In the entries below, find the lines that include "image" and give their number as the whole reply.

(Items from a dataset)
########################################

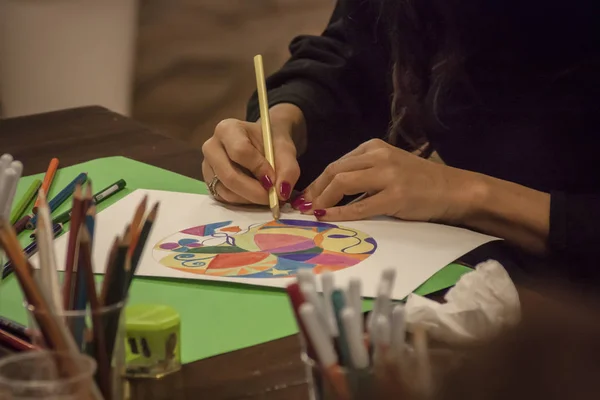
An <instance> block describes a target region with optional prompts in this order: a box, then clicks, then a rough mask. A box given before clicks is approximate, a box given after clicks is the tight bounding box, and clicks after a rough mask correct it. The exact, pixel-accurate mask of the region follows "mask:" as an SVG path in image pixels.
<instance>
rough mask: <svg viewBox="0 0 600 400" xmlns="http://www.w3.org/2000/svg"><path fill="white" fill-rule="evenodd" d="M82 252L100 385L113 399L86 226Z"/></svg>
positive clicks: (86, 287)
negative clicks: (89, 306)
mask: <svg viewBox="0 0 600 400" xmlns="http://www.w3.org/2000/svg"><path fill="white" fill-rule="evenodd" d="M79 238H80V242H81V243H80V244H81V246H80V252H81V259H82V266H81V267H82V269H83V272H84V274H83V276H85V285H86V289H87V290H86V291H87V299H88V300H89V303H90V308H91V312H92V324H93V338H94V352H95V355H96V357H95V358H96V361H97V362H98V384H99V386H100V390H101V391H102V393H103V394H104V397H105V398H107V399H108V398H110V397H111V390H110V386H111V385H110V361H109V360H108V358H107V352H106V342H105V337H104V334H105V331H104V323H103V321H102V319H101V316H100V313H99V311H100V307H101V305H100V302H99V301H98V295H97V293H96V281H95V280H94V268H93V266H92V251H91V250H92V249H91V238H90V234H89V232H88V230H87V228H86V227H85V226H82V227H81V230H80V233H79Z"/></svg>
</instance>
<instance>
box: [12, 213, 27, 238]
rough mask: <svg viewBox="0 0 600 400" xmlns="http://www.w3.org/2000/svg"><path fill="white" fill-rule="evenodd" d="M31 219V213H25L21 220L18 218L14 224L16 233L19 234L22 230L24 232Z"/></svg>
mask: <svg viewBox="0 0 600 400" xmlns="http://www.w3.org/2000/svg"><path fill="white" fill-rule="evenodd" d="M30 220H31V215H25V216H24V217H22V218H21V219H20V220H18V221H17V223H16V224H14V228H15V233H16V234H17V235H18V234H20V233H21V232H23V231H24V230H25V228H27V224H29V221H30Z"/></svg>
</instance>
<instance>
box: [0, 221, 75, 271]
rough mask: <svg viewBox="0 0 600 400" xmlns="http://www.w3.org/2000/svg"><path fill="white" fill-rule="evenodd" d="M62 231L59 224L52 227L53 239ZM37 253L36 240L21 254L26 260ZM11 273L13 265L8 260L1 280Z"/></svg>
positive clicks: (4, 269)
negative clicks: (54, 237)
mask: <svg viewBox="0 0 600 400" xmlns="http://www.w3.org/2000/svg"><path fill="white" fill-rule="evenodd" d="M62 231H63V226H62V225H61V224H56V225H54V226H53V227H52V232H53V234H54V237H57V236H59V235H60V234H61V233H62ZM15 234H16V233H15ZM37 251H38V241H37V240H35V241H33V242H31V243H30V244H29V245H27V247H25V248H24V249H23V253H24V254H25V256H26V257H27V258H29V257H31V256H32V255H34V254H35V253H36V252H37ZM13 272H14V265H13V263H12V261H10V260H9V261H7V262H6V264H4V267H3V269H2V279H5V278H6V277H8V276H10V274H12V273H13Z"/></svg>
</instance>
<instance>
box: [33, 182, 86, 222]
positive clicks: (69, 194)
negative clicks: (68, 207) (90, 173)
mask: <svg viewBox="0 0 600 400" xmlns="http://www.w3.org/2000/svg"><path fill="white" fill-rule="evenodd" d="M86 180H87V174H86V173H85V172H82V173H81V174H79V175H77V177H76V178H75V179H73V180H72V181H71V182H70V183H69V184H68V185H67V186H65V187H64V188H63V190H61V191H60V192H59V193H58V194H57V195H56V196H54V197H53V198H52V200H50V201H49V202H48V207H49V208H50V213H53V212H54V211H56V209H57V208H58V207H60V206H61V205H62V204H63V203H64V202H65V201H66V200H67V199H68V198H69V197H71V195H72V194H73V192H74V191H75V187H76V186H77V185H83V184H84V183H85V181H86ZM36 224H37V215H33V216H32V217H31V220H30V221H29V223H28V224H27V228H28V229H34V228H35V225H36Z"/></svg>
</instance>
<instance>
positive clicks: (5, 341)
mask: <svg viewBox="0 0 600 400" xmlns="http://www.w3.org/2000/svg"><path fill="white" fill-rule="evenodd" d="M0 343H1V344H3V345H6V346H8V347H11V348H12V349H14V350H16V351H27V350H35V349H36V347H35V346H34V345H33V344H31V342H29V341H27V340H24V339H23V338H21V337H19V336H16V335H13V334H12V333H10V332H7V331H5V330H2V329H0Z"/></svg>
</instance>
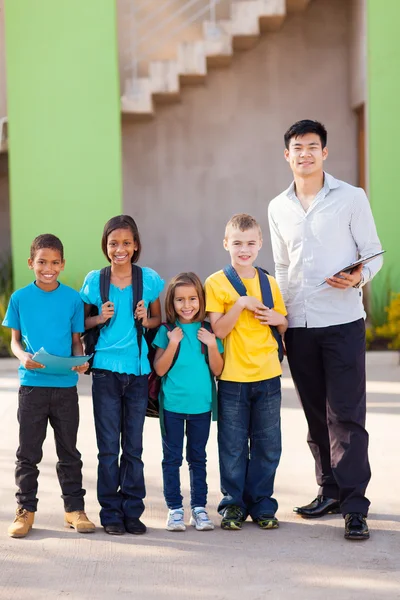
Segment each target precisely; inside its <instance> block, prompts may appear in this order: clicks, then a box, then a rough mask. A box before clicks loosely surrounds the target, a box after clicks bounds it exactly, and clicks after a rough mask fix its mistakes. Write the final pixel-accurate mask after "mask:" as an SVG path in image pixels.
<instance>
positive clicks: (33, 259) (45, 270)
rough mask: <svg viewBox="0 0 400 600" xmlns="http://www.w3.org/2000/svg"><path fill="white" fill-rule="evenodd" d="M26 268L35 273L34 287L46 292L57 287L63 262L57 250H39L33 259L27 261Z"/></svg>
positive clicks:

########################################

The completed task ->
2